──────── TASK INPUTS ────────

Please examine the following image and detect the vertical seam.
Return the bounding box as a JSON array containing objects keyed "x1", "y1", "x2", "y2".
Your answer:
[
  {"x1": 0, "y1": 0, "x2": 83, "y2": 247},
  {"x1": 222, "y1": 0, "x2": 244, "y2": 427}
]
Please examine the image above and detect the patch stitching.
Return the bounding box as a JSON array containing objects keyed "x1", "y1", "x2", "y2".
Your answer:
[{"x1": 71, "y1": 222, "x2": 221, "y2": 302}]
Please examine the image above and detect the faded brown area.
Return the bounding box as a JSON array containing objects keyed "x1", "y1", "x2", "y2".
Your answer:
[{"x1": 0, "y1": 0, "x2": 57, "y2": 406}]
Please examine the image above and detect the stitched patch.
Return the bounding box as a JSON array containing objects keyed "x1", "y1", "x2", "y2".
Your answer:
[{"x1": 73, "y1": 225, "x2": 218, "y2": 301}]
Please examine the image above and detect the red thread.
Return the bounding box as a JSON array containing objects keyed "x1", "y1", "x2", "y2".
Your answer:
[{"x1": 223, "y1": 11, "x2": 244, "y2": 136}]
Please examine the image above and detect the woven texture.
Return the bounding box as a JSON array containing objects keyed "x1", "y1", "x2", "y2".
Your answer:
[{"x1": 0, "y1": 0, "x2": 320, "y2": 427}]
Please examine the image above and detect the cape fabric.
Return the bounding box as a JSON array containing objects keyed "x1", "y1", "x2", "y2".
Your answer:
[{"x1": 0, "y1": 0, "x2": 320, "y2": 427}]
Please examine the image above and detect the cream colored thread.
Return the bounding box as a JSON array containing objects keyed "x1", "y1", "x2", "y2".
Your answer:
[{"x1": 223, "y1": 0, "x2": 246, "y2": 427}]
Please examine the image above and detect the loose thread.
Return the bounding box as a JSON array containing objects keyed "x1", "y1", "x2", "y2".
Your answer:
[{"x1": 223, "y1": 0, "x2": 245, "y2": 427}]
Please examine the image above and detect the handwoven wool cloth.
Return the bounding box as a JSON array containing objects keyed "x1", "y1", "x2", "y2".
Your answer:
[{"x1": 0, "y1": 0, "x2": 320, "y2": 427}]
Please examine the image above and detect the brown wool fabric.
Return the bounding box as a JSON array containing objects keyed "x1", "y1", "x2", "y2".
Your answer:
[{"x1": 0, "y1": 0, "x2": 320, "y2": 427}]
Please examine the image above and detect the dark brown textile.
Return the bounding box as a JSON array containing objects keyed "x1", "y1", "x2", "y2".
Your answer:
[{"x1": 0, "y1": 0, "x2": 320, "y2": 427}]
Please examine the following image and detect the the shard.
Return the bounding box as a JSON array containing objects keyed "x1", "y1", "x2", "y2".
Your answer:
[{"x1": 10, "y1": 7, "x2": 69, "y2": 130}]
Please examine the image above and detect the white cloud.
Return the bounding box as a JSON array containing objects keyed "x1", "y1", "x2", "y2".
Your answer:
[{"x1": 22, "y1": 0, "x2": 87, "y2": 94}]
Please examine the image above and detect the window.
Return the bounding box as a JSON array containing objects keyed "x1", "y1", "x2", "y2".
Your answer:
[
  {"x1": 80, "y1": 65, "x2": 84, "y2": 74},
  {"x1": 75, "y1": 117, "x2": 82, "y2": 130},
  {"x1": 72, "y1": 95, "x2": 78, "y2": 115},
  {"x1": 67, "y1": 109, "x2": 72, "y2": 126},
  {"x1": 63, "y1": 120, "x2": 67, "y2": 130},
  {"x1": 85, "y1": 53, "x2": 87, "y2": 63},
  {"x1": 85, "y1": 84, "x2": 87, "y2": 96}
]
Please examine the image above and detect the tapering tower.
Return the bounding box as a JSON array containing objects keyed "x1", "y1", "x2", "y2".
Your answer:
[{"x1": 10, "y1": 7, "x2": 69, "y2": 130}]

────────

== JOB ==
Give exactly the lines from the one with "Please examine the image above and detect the window." to the end of the entries, nothing before them.

== TASK RESPONSE ==
Please examine the image above and detect the window.
Return the bounding box as a JSON array containing objects keyed "x1", "y1", "x2", "y2".
Your answer:
[
  {"x1": 80, "y1": 65, "x2": 84, "y2": 74},
  {"x1": 75, "y1": 117, "x2": 82, "y2": 130},
  {"x1": 72, "y1": 95, "x2": 78, "y2": 115},
  {"x1": 67, "y1": 109, "x2": 72, "y2": 126},
  {"x1": 63, "y1": 120, "x2": 67, "y2": 130},
  {"x1": 85, "y1": 53, "x2": 87, "y2": 63},
  {"x1": 85, "y1": 84, "x2": 87, "y2": 96}
]
Please examine the image above and detect the tapering tower.
Return the bounding box as a JSON array containing objects keyed "x1", "y1", "x2", "y2".
Your answer:
[{"x1": 10, "y1": 7, "x2": 69, "y2": 130}]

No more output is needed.